Simon Lhumain (un patronyme symbolique) est un psychanalyste investi et complètement immergé dans son métier. 

Un matin, il casse le bol de son petit déjeuner, celui de son ami d’enfance. Ce geste anodin ouvre pourtant une brèche  dans la mécanique bien huilée de sa routine de vie. Déclenche la quête d’autre chose. Besoin de se retrouver, de revenir sur les fêlures et les émotions enfouies de l’adolescence, de faire le point, de comprendre sa vie, de s’apaiser.

« Toute sa vie à écouter les autres. Il n’écoute plus personne. Il y a là une paix profonde et une tristesse. Aussi profonde l’une que l’autre. Il vient de déposer l’habit. Pas défroqué, non, parce que sur sa route, il n’y a ni dieu ni vœu éternel. Il s’éloigne simplement et il se sent de plus en plus nu. Parfois, une question le saisit. Ecouter et parler, n’est-ce pas ce qui rend humain, chaque être ? Est-ce qu’il n’est pas en train de trop s’éloigner ? »

Lignes fournies:
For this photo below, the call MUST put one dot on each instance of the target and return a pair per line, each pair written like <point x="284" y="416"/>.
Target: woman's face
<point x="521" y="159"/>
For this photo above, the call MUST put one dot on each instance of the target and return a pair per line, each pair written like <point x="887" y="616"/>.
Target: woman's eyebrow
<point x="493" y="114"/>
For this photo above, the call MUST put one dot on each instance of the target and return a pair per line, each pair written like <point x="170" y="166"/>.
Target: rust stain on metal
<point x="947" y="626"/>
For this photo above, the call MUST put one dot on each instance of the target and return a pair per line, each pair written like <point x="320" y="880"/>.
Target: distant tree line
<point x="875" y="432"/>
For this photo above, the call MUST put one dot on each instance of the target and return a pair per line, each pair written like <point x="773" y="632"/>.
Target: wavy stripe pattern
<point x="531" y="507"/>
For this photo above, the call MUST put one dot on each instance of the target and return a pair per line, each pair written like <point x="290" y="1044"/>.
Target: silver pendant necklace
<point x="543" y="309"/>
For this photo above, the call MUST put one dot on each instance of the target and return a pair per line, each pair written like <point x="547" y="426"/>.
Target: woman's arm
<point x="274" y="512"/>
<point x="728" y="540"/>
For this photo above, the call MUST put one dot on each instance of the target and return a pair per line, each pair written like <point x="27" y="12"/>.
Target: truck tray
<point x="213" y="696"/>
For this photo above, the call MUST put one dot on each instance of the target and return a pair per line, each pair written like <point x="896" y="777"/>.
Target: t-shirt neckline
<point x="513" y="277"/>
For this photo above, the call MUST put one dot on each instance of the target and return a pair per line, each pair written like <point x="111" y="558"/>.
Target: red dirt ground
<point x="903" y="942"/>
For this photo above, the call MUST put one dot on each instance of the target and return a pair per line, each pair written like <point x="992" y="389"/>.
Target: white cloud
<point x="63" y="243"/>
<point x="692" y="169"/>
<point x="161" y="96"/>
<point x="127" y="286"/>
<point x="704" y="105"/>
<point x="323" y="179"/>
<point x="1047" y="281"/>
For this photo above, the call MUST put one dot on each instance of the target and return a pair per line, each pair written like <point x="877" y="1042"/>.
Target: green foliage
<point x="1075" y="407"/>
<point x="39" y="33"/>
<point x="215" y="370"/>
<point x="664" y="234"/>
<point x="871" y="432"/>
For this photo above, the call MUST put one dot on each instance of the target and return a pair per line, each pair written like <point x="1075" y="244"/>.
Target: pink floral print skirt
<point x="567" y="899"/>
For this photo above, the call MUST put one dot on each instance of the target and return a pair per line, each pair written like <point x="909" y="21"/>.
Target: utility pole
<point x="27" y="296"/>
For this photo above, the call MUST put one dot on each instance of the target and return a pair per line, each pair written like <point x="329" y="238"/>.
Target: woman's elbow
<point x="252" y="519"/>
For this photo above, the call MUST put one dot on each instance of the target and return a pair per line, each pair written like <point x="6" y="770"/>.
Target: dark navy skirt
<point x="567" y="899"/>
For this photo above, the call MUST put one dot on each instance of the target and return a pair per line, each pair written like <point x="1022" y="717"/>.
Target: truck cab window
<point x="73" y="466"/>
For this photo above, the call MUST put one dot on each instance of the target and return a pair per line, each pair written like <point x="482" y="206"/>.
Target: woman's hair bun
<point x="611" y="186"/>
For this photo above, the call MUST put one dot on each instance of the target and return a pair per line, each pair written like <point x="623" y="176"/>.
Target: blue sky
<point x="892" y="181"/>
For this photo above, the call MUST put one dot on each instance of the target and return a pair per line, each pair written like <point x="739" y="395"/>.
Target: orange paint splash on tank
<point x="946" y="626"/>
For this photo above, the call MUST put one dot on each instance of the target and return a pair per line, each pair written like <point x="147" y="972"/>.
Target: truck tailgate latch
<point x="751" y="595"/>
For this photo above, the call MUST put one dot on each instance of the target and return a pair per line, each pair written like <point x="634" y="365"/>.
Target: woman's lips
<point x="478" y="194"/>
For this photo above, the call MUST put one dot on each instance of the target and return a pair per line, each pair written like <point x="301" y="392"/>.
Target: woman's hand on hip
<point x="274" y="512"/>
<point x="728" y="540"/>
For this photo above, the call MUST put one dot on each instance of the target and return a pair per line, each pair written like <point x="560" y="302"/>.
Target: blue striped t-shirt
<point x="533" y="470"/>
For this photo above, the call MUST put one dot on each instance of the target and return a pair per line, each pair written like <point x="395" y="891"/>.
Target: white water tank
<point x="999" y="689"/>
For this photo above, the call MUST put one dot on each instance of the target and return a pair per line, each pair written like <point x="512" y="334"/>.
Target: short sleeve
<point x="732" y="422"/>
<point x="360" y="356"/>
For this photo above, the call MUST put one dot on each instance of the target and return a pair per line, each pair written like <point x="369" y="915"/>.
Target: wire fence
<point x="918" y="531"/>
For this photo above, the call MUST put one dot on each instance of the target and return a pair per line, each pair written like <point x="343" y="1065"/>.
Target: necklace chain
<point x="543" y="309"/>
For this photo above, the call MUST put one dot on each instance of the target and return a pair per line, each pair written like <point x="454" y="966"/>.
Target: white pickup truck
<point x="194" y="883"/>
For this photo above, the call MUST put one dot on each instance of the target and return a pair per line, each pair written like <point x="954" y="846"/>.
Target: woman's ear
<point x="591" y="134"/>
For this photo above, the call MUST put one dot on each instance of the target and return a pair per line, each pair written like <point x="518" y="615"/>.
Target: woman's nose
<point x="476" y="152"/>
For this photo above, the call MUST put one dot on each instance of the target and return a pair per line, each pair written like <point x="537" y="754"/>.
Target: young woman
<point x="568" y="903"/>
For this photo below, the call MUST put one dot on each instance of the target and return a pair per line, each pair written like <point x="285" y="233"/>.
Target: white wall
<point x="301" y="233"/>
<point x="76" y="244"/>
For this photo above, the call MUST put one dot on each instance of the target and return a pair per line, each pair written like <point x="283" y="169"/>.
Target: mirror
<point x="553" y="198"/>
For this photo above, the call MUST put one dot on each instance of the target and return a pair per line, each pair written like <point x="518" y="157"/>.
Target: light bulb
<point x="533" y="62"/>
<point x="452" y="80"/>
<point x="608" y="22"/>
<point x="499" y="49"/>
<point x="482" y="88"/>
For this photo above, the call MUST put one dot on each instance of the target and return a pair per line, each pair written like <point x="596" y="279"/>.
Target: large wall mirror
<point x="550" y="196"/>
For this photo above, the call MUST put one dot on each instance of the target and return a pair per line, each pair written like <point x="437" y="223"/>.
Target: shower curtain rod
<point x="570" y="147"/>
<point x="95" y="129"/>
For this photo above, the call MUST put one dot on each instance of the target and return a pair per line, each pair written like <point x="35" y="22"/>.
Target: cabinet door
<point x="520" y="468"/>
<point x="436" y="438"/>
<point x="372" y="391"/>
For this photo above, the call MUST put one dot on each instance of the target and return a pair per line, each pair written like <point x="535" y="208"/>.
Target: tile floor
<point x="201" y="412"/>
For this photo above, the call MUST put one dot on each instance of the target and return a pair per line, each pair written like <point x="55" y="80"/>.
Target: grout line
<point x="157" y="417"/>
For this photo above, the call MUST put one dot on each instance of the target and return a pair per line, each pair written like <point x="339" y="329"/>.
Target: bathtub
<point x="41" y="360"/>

Consignes:
1. Recopiez le passage de l'extrait sur Simon Lhumain qui commence par les mots contenant « Un matin, il » et s'achève sur « vie, de s’apaiser. ».
2. Dans l'extrait sur Simon Lhumain, relevez tous les besoins énumérés dans la phrase qui commence par « Besoin de se retrouver ».
3. Reprenez le récit sur Simon Lhumain à la suite de la question « Est-ce qu'il n'est pas en train de trop s'éloigner ? ».

Réponses:
1.
Un matin, il casse le bol de son petit déjeuner, celui de son ami d’enfance. Ce geste anodin ouvre pourtant une brèche  dans la mécanique bien huilée de sa routine de vie. Déclenche la quête d’autre chose. Besoin de se retrouver, de revenir sur les fêlures et les émotions enfouies de l’adolescence, de faire le point, de comprendre sa vie, de s’apaiser.

2.
- se retrouver
- revenir sur les fêlures et les émotions enfouies de l'adolescence
- faire le point
- comprendre sa vie
- s'apaiser

3.
Il décide  alors de partir sur une île japonaise  où le recevront Madame Itô et son mari Daisuke. Elle collectionne les tissus anciens, et lui est  spécialiste de l'art du Kintsugi. Il répare les céramiques en saupoudrant les fêlures de poudre d’or. Geste bien symbolique : ne pas dissimuler les cassures, mais les accepter et les embellir.

C’est aussi une ode au geste, à l’activité manuelle, au corps qui existe dans l’eau et permet d’apaiser et laisser les pensées affleurer, questionner, sans violence.

Simon passera de longs moments avec Daisuke. Ils ne parlent pas la même langue, mais se comprennent par l’échange du silence, du calme, de la recherche de la beauté dans la céramique sublimée. 

Le charme de l’écriture de l’auteure. Simple, dépouillée et pourtant si précise et si riche. Elle a cette qualité rare de faire ressentir en quelques mots patiemment choisis, la profondeur des sentiments, les questionnements de ses personnages. Aussi profonds, l’un que l’autre.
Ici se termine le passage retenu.